(Stored data entries)
+++++

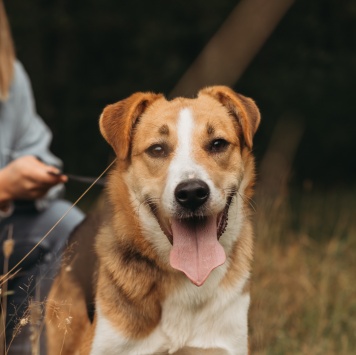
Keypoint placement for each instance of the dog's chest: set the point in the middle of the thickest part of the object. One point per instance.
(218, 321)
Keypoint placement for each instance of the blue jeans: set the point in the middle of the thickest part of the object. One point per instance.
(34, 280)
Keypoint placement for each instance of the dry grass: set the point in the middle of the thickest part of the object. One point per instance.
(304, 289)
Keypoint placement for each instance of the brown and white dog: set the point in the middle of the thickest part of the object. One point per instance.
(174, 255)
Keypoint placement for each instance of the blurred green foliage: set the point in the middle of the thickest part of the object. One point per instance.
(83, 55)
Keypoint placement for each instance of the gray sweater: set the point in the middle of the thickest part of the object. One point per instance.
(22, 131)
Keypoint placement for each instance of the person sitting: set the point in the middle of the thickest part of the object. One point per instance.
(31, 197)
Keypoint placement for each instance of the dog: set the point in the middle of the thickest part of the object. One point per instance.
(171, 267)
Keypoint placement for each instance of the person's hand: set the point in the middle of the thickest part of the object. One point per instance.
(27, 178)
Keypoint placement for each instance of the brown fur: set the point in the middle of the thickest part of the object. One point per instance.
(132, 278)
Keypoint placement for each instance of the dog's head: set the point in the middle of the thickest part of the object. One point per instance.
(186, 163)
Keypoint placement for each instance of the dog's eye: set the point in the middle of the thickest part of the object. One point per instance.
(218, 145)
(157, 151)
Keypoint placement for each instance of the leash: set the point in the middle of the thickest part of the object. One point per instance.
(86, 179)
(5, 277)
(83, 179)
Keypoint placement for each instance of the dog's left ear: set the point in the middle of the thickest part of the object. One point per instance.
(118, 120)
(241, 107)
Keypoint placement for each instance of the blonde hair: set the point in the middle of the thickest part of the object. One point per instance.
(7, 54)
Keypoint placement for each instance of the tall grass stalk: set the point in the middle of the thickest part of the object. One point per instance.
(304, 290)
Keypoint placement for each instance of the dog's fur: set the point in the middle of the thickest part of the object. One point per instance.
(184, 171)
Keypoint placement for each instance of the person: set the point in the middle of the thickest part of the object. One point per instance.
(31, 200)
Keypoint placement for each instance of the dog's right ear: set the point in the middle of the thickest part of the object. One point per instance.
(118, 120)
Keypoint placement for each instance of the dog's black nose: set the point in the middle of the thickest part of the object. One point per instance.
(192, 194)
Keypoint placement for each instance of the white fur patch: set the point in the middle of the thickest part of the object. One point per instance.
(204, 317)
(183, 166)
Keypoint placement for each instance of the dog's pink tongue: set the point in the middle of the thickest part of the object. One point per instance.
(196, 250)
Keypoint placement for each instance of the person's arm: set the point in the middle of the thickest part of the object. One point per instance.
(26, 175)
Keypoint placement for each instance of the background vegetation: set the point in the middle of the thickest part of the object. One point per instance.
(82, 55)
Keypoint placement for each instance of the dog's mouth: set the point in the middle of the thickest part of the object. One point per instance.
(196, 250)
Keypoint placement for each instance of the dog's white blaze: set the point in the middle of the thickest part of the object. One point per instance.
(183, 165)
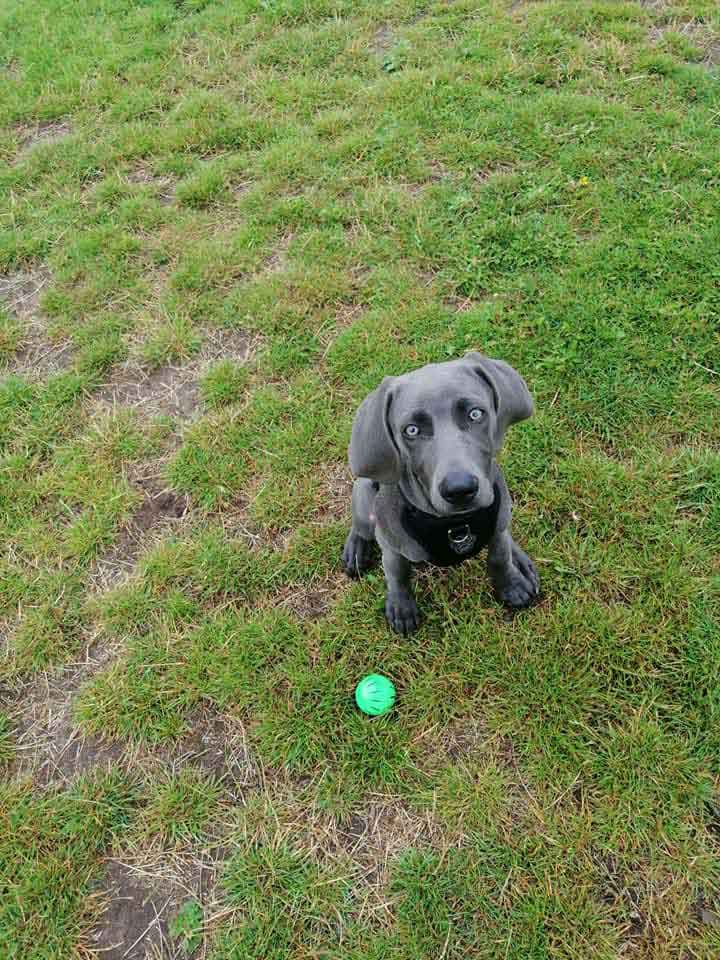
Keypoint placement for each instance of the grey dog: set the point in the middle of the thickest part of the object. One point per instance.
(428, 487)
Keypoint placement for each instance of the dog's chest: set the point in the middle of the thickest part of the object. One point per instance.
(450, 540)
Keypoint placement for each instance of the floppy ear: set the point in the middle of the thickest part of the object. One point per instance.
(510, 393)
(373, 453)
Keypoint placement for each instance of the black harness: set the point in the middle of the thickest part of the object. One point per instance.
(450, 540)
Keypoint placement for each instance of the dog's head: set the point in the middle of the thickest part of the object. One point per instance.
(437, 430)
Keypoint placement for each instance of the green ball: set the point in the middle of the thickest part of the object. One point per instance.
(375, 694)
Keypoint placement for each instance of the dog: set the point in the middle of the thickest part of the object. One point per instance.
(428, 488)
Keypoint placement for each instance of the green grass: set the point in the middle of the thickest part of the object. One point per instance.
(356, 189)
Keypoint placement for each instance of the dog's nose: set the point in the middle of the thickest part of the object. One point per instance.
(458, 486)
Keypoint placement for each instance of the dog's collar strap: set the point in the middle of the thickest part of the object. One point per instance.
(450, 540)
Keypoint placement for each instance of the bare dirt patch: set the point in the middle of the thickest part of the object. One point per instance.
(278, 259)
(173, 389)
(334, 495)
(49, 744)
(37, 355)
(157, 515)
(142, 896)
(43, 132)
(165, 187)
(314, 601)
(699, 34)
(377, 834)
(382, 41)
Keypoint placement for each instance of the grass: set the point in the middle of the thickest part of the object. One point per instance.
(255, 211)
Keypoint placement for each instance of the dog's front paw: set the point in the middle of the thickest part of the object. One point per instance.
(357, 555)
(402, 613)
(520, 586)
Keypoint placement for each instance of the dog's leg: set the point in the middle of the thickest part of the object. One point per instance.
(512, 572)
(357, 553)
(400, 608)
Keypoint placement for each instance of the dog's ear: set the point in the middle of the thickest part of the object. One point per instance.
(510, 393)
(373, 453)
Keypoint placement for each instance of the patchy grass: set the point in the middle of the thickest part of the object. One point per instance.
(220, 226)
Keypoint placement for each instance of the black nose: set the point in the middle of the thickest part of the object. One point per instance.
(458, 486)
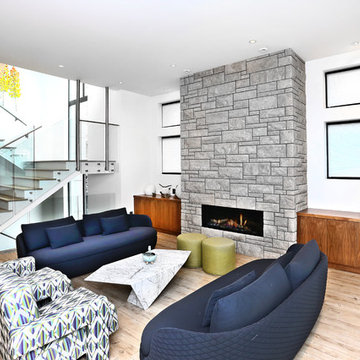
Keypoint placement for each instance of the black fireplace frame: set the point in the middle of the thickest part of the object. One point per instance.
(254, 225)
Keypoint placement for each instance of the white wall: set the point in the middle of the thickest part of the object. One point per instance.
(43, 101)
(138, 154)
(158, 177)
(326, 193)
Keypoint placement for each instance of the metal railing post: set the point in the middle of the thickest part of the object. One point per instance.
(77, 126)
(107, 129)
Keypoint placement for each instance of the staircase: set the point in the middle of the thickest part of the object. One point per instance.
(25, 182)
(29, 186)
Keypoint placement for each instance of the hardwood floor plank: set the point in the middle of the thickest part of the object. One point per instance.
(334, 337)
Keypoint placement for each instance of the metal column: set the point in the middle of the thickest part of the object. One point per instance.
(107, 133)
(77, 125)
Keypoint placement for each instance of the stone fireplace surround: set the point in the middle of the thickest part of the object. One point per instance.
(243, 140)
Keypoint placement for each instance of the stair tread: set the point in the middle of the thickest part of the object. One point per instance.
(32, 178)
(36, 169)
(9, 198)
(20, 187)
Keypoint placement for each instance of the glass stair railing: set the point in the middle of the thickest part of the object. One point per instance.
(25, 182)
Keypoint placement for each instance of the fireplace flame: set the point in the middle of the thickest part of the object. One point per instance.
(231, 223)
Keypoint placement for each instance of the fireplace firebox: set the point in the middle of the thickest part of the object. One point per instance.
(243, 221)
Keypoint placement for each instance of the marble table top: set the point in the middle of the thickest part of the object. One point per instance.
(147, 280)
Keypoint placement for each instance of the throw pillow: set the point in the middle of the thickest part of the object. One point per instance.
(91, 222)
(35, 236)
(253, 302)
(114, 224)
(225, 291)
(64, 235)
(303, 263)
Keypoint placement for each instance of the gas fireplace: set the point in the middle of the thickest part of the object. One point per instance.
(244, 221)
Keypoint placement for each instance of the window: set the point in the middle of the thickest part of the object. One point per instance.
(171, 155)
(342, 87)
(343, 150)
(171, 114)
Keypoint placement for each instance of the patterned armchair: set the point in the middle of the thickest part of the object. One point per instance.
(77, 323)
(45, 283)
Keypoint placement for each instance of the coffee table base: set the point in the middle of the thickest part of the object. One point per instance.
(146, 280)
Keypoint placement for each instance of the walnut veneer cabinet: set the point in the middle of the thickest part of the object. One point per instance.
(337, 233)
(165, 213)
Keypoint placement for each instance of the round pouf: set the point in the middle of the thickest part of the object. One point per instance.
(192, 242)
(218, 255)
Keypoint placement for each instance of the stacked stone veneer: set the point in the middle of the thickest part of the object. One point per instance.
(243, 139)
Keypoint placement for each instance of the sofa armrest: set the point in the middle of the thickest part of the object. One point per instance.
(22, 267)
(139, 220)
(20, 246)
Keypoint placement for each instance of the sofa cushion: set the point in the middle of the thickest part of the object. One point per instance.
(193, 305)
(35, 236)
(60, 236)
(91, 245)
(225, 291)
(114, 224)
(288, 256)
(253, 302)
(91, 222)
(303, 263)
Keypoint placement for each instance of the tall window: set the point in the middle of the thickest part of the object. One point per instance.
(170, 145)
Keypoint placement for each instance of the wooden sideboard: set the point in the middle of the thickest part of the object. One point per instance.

+++++

**Written task:** Repeat word for word every line from the one that holds "Keypoint placement for each instance of the marble" to the end. Both ends count.

**Reply:**
Keypoint placement for each instance of the marble table top: set the point in the middle of the thickest part of the object. One point per instance.
(147, 280)
Keypoint placement for each instance of the throw pillow: set the point in the middle of the thickest part of the object. One point per instance.
(91, 222)
(35, 236)
(253, 302)
(114, 224)
(225, 291)
(64, 235)
(303, 263)
Keypoint placement for each instance of the gas fireplace: set the point in the middle of the thickest part of the object. One point per instance.
(244, 221)
Keypoint placement for each instance of the window: set the point in the middle of the thickest part of the object. One point per instance.
(171, 155)
(342, 87)
(343, 150)
(171, 114)
Keypoint placement for each instance of the patterned armchair: set the point in the middle of the thickest part of the object. One point per instance.
(77, 323)
(45, 283)
Keypoint placement for each instance of the coffee table base: set the point in the middle of the thickest part of the object. One point per instance.
(146, 280)
Keypoint placement for each instance of the walnut veneer cabinet: set the point in the middle of the thickest part of the object. One point per instance.
(337, 233)
(165, 213)
Keypoint placement for each instance of the round pouf: set the point in the middle of the thickest part of the object. One point per instance.
(192, 242)
(218, 255)
Keypoint placement for each instance of the stacked stone veneer: set the point in the middle of the thickest part of the object. One point per instance.
(243, 139)
Keypoint placement for each instance of the sofa armrest: set the point in the middle of the thickest part of the object. One point per instance.
(22, 267)
(139, 220)
(20, 246)
Keypoint placement for each instance of the sofa cushion: set the point in the middle of the thickest part of the object. One point per instance.
(193, 305)
(35, 236)
(60, 236)
(91, 245)
(225, 291)
(114, 224)
(288, 256)
(253, 302)
(91, 222)
(303, 263)
Keypoint placement for each instance of the tall window: set the point in the middle of the thickest part of the object. One point per instance.
(170, 145)
Keypoint placement for each instance of the wooden sideboard: set the point in the middle of the thickest part of the object. One point per instance.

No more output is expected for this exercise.